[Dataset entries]
● ● ● ● ●

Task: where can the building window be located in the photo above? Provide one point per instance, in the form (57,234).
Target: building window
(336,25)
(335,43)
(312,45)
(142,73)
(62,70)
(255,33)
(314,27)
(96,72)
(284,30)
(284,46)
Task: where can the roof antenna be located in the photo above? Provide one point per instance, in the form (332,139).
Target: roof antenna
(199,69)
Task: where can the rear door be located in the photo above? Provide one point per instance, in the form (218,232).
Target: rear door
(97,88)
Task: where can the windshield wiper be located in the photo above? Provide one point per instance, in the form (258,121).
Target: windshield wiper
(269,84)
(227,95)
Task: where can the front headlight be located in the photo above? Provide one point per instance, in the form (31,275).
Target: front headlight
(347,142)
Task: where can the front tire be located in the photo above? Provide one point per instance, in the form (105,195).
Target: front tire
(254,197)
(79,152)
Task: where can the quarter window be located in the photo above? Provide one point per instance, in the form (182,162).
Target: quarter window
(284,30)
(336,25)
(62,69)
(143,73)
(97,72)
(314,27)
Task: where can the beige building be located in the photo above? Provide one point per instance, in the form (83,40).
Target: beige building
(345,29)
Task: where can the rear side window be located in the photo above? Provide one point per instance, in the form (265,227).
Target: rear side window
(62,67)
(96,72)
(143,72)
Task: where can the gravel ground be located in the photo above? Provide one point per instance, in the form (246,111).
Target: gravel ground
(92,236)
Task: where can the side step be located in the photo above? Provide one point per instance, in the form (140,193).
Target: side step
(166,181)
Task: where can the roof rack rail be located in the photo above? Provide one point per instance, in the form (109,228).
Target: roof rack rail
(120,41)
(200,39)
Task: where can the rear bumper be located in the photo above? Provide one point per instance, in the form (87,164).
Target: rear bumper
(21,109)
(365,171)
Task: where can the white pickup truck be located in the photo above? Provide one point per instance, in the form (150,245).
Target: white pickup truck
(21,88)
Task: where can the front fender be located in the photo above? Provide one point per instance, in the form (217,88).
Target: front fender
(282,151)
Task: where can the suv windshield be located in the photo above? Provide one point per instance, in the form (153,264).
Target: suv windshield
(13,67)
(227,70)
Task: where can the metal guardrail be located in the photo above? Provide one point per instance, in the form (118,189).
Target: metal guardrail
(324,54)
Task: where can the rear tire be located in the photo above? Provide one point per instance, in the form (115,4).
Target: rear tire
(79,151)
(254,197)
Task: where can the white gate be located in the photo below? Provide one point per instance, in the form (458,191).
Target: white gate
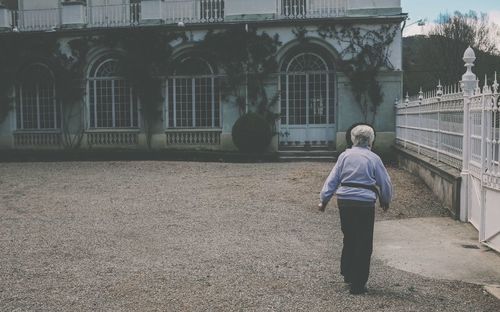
(461,129)
(482,184)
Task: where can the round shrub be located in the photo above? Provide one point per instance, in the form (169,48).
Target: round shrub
(348,133)
(252,133)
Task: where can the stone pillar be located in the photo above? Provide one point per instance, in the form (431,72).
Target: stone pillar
(5,16)
(73,14)
(152,11)
(469,82)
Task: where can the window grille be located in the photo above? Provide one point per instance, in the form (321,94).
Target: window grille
(307,91)
(112,101)
(193,96)
(36,104)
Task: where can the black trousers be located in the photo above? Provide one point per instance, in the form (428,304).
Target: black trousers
(357,219)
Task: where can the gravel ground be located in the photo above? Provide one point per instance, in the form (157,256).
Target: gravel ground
(184,236)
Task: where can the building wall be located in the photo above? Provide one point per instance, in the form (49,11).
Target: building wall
(347,111)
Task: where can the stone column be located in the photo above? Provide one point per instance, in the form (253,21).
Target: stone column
(5,16)
(469,82)
(73,14)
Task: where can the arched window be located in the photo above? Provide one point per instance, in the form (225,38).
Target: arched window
(36,104)
(193,96)
(112,102)
(307,93)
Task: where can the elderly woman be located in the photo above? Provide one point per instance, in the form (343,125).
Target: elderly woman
(354,179)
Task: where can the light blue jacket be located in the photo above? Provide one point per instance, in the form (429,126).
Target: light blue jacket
(357,165)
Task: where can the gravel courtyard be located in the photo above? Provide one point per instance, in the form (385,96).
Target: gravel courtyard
(186,236)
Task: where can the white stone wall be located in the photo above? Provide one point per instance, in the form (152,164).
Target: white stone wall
(238,7)
(374,4)
(38,4)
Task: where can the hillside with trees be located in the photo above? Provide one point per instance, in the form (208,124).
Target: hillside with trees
(438,56)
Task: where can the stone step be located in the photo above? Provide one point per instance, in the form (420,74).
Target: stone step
(303,155)
(300,153)
(307,158)
(307,148)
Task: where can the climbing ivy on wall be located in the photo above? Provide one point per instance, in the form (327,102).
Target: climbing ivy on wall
(246,58)
(145,58)
(365,52)
(19,51)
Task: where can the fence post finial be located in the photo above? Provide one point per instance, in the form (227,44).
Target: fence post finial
(439,91)
(486,88)
(469,78)
(495,84)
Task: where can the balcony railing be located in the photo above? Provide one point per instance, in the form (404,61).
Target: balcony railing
(169,12)
(312,8)
(114,15)
(195,11)
(34,20)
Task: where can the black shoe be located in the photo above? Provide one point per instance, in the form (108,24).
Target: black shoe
(358,290)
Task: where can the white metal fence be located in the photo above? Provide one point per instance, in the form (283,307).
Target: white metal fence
(431,124)
(460,126)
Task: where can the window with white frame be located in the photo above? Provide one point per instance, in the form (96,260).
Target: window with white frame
(193,96)
(112,101)
(307,92)
(36,104)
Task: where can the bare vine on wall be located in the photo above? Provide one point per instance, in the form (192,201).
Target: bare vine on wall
(19,52)
(145,59)
(247,58)
(365,52)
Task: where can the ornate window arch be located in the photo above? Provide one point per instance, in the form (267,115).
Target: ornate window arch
(193,96)
(36,103)
(112,102)
(307,90)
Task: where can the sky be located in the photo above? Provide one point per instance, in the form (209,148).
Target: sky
(430,10)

● ● ● ● ●

Output all of the entries verbatim, leaving out any images.

Reply:
Task: where can the building window be located in the photo above? Provide one point per instance, in the form (57,234).
Target: building window
(336,25)
(335,43)
(312,45)
(142,73)
(62,70)
(255,33)
(314,27)
(96,72)
(284,30)
(284,46)
Task: where can the roof antenna be located in the photo above? Provide one point per instance, in the form (332,139).
Target: roof antenna
(199,69)
Task: where can the rear door be located in the photo above? Provide one point per instance, in the form (218,232).
Target: rear door
(97,88)
Task: where can the windshield wiper be located in the photo above? Provide one point per instance, in the form (258,121).
Target: windshield wiper
(269,84)
(227,95)
Task: where can the front headlight be located in the photo above? Provide one point per instance, in the form (31,275).
Target: front headlight
(347,142)
Task: where can the front tire be located in the photo above? Provide one point per instance, in the form (105,195).
Target: front tire
(254,197)
(79,152)
Task: where can the quarter window be located in the photo above? Provide one point per instance, in the form (182,162).
Target: quarter window
(284,30)
(336,25)
(62,69)
(143,73)
(97,72)
(314,27)
Task: where can the beige building be located in the photo above? Provide one point per instance, in the form (83,40).
Target: beige building
(345,29)
Task: where can the rear side window be located in the photo above? Provide one point per instance, in the form (265,227).
Target: rear side window
(62,67)
(96,72)
(143,72)
Task: where can the gravel ground be located in the photo above? Provide one point per instance, in the form (246,111).
Target: gravel ground
(92,236)
Task: where can the side step be located in the photo above? Provide one point per instance, in the form (140,193).
Target: side step
(166,181)
Task: where can the roof rack rail be located in the photo above? Provide one point per instance, in the form (109,228).
Target: roof rack rail
(120,41)
(200,39)
Task: where can the rear bumper be located in the photo above? Provide one point per instance, in the form (87,164).
Target: rear bumper
(21,109)
(365,171)
Task: where can the white pickup truck be located in the photo above? Provide one point per instance, in the form (150,245).
Target: white pickup truck
(21,88)
Task: where can the front fender be located in the photo above? Provide one point per instance, in the form (217,88).
Target: front fender
(282,151)
Task: where can the suv windshield be located in the photo above? Provide one point per instance, in the form (153,264).
Target: suv windshield
(13,67)
(227,70)
Task: where can the metal guardrail be located in the photo above? Provide one point per instance, in the form (118,189).
Target: metal guardrail
(324,54)
Task: where can the rear tire be located in the photo above? Provide one point per instance, in the form (115,4).
Target: rear tire
(79,151)
(254,197)
Task: where can the white gate be located in the photo below? Provide one point per instance, in the form (458,191).
Target: white gate
(461,129)
(482,184)
Task: where can the round shrub be located in the photo above? Provide one point per instance, in the form (169,48).
Target: round shrub
(348,133)
(252,133)
Task: where can the stone pillar be located in the photo above? Provide one point per instance, in the form (431,72).
Target: stone pillar
(5,16)
(73,14)
(152,11)
(469,82)
Task: where can the window grille be located in the photo above? Provide one point per instance, in the form (321,94).
Target: window grille
(307,91)
(112,101)
(193,96)
(36,104)
Task: where can the black trousers be located in the photo above? Provide one point per instance, in the form (428,304).
Target: black trousers
(357,219)
Task: where can the gravel ground be located in the photo above? Provide one point per instance, in the form (157,256).
Target: gravel ground
(184,236)
Task: where can the building wall be located in the photo above? Provide one point per instance, in the form (49,11).
Target: building wall
(347,111)
Task: where can the stone column be located in the photo above? Provide one point per instance, in the form (253,21).
Target: stone column
(5,16)
(469,82)
(73,14)
Task: where can the arched window be located in the photo above? Provide one point per instance, in the form (225,38).
Target: arched window
(36,104)
(193,96)
(112,102)
(307,93)
Task: where can the elderly woman be located in the photo above? Provide one point per instance, in the form (343,125).
Target: elderly woman
(354,179)
Task: where can the light blue jacket be located in the photo above? Provide one point per instance, in the form (429,126).
Target: light blue jacket
(357,165)
Task: where can the gravel courtyard be located in the photo above? Provide one point per instance, in the form (385,96).
Target: gravel courtyard
(186,236)
Task: where can the white stone wall be located in the photo above? Provide one point per instance, in the form (152,164).
Target: white stone wall
(238,7)
(374,4)
(38,4)
Task: where can the hillside with trees be located in the photo above? Provide one point per instance, in the form (208,124).
Target: hillside with trees
(438,56)
Task: where can the stone step be located in the photo above? Provide one point per instance, in the form (420,74).
Target: stone step
(303,155)
(300,153)
(307,158)
(307,148)
Task: where can the climbing ivy on wall be located in the photo above? Provide one point per instance, in the form (327,102).
Target: climbing ivy on wall
(246,58)
(145,58)
(365,52)
(19,51)
Task: where can the fence post finial be located in the photo above? Provide one point per instance, in the form (227,44).
Target: fence post finial
(439,91)
(486,88)
(469,78)
(495,84)
Task: where can the balcony railing be located in the photo above? Provide one point per instance, in the form (404,61).
Target: balcony railing
(169,12)
(312,8)
(114,15)
(195,11)
(34,20)
Task: where can the black shoe be located in the photo above? Provide one point per instance, in the form (108,24).
Target: black shoe
(358,290)
Task: where can the white metal fence be located in the photo above? Provide one point per instance, in the form (283,307).
Target: white metal fence
(431,124)
(460,126)
Task: where can the window with white frame be located in the photo above? Provide one point per instance, in the form (96,260).
Target: window with white frame
(193,96)
(112,101)
(307,92)
(36,104)
Task: where can the bare vine on wall be located in the photo above? Provide one point per instance, in the form (192,201).
Target: bare vine on wall
(19,52)
(145,59)
(247,58)
(365,52)
Task: where can the ornate window arch be located in the photo above? Provide one point per instance, in the form (267,115).
Target: ornate window arch
(193,96)
(36,103)
(112,102)
(307,90)
Task: where can the sky be located in the photo above? Provide one point per instance, in the form (209,148).
Target: sky
(430,10)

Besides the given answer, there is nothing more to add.